Instructions:
• A. In the passage on searching and researching, how do we know a search is complete?
• B. How would you put the sentence "Search engines are designed for the completion of searches." from the passage on searching and researching into Spanish?
• C. Can you repeat the passage on searching and researching between "Searching is what" and "are looking for).", inclusive?

Document section:
[Start]
A good search works in a similar fashion.
Rule 4
It is called a SEARCH engine, NOT a RESEARCH engine ....
There is a significant difference between searching and researching.
Searching is what I do when I look for my wallet.
Find the wallet and the search is complete.
Search engines are designed for the completion of searches.
We know the search is complete because we already know the answer (what we are looking for).
When we don't already know (or anticipate) the answer, our search becomes research, and suddenly, the results from the search engine are not nearly as "good" ... as "useful" ... or as easy to accept.
A Google search on "canadians live within * kilometres of the" reveals just how bad the results might be ...
Searching Dilemmas
- Size / Completeness of the pool
- Link redundancy
- Speed
- Security / Privacy for the user
- Stability
- Identification of searcher
- Indexing controls
- Assistance
- Geography v Content
- Cost
- time, money, human resources
- Characteristics of the information
- Legal controls
- intellectual property considerations, personal privacy
- Government censorship
- sovereignty, cultural goals, public safety, national security
Research is all about asking questions, figuring out where to look, creating functional searches, finding a range of answers, analyzing those answers, asking new questions, deciding whether to keep looking in the original spot or looking somewhere else, creating new searches, finding a new range of answers, analysing those answers ...
[End]
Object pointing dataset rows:
[Start]
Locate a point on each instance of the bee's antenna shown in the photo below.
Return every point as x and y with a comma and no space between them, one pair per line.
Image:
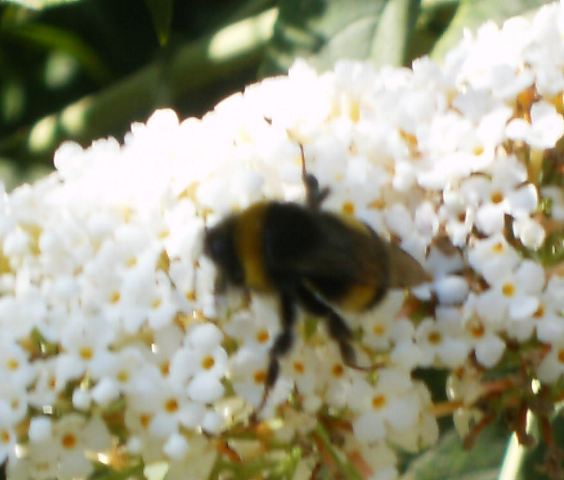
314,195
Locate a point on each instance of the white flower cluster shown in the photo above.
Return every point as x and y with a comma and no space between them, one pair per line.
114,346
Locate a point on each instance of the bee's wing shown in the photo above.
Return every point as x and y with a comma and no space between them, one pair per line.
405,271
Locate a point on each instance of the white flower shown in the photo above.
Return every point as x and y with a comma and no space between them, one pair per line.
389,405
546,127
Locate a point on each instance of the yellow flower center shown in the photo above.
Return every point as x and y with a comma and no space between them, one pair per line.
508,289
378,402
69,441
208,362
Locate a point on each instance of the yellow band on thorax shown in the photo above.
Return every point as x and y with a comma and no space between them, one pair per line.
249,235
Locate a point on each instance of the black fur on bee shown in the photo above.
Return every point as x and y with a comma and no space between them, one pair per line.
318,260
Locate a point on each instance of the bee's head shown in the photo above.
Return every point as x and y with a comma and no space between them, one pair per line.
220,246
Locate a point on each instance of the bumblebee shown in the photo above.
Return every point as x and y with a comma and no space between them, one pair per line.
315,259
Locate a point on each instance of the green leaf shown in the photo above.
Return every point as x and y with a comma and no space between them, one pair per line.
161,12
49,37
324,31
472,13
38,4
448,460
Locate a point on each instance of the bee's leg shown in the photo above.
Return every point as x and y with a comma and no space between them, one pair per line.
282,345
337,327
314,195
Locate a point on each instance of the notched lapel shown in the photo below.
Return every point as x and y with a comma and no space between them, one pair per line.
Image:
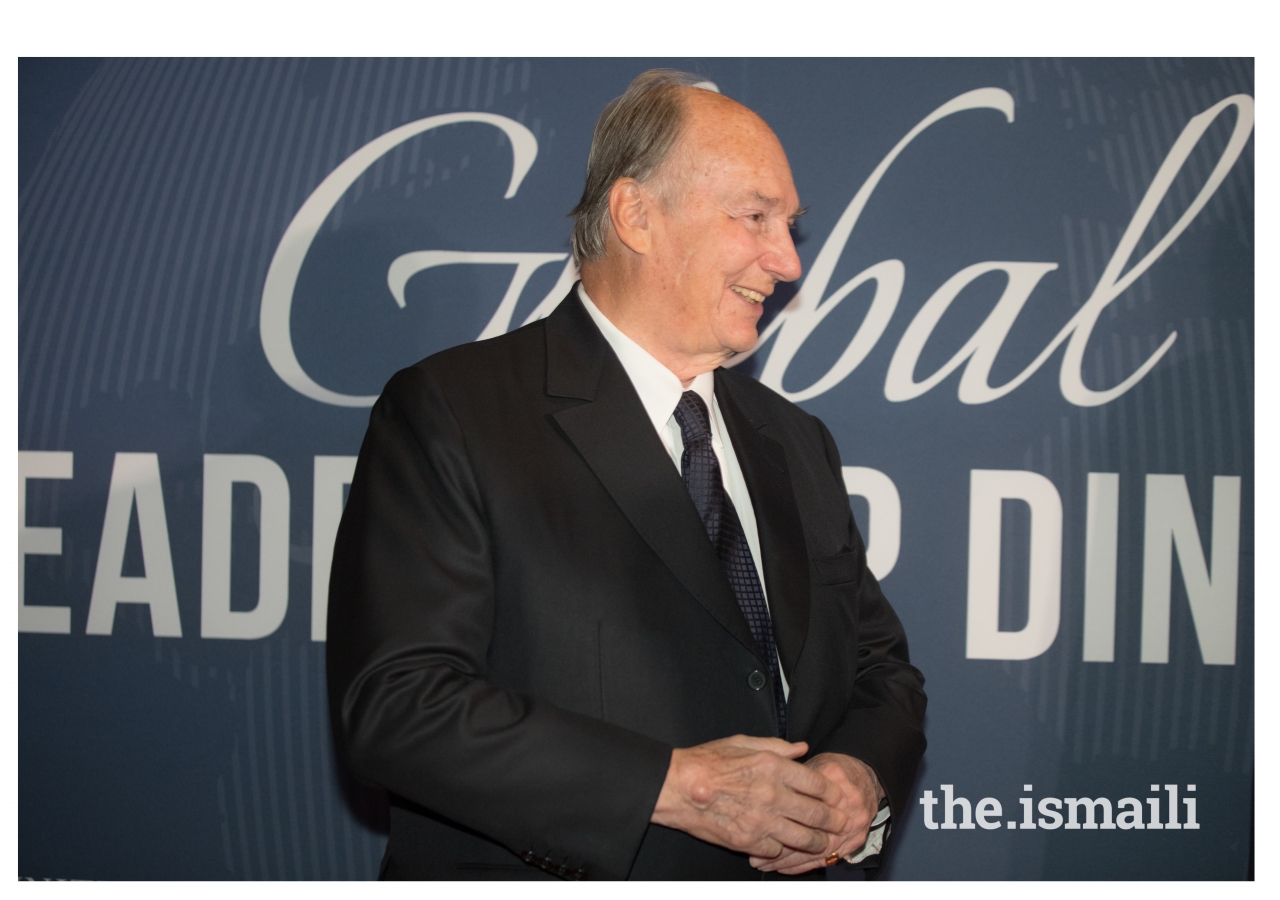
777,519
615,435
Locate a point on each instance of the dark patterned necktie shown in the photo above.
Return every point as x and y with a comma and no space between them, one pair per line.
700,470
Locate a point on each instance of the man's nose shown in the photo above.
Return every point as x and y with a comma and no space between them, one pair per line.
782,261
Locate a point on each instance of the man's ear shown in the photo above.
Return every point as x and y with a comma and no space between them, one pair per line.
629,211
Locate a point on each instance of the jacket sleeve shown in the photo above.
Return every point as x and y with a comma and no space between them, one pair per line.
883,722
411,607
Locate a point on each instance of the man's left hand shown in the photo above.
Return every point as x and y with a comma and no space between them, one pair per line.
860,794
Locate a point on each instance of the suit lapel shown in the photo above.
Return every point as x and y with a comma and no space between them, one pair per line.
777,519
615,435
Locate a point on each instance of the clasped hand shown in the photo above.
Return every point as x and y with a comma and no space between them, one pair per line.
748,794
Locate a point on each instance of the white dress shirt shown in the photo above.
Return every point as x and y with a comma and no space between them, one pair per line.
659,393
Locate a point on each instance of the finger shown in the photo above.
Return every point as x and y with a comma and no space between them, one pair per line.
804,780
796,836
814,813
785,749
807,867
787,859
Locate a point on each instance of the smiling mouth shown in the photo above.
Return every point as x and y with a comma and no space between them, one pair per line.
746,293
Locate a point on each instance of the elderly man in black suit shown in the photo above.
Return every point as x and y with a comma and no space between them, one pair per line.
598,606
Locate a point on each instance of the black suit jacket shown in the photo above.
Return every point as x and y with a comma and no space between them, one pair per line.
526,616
[End]
[Start]
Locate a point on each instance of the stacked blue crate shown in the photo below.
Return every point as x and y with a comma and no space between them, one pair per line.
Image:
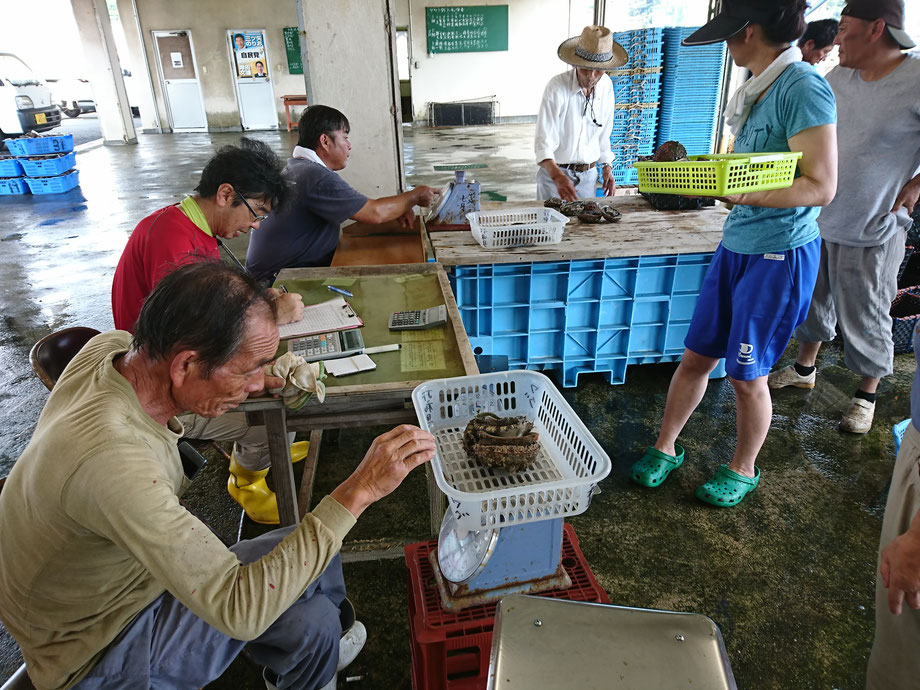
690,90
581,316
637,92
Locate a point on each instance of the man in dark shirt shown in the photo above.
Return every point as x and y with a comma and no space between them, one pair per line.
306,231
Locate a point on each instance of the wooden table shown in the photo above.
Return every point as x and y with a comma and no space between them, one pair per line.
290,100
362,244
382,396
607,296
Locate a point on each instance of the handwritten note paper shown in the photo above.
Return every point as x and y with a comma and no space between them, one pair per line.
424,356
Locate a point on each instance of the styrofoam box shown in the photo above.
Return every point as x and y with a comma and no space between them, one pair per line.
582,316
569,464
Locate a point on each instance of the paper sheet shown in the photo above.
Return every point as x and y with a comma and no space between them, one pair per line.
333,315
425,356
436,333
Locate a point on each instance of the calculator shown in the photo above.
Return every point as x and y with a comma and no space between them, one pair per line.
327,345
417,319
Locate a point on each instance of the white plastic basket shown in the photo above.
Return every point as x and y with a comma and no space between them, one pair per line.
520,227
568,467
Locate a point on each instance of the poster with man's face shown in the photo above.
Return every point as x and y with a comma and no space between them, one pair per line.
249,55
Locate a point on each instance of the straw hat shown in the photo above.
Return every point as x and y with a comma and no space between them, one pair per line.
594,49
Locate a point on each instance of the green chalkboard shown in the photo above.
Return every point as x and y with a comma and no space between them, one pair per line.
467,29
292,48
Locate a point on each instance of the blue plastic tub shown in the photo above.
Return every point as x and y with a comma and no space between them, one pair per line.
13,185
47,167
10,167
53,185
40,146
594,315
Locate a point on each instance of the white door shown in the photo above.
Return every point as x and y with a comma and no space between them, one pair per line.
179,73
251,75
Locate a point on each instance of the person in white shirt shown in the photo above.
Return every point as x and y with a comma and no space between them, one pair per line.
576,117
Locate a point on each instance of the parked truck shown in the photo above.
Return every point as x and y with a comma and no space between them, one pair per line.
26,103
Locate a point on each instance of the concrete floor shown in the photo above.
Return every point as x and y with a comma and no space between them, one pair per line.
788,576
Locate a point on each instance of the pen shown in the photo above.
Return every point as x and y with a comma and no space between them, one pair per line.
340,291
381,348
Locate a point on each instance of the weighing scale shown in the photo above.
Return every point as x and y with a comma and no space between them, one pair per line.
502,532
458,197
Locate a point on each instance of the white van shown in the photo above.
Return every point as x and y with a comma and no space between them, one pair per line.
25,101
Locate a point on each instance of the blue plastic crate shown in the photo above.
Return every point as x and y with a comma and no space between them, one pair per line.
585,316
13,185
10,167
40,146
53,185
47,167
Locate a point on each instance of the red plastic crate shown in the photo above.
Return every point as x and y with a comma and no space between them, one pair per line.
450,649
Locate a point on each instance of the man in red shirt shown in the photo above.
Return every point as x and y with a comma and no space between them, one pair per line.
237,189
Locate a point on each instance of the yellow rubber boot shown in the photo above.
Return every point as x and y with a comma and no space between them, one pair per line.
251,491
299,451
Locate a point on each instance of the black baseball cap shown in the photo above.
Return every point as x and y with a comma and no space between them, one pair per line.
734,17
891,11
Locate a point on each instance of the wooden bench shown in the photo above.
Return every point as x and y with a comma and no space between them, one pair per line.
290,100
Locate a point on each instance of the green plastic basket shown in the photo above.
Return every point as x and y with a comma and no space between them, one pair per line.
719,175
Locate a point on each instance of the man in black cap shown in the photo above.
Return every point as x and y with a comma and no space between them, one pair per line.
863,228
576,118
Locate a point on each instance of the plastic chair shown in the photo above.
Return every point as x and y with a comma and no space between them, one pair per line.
[End]
Answer set:
• A. We know a search is complete because we already know the answer, meaning what we are looking for.

• B. Los motores de búsqueda están diseñados para completar búsquedas.

• C.
Searching is what I do when I look for my wallet.
Find the wallet and the search is complete.
Search engines are designed for the completion of searches.
We know the search is complete because we already know the answer (what we are looking for).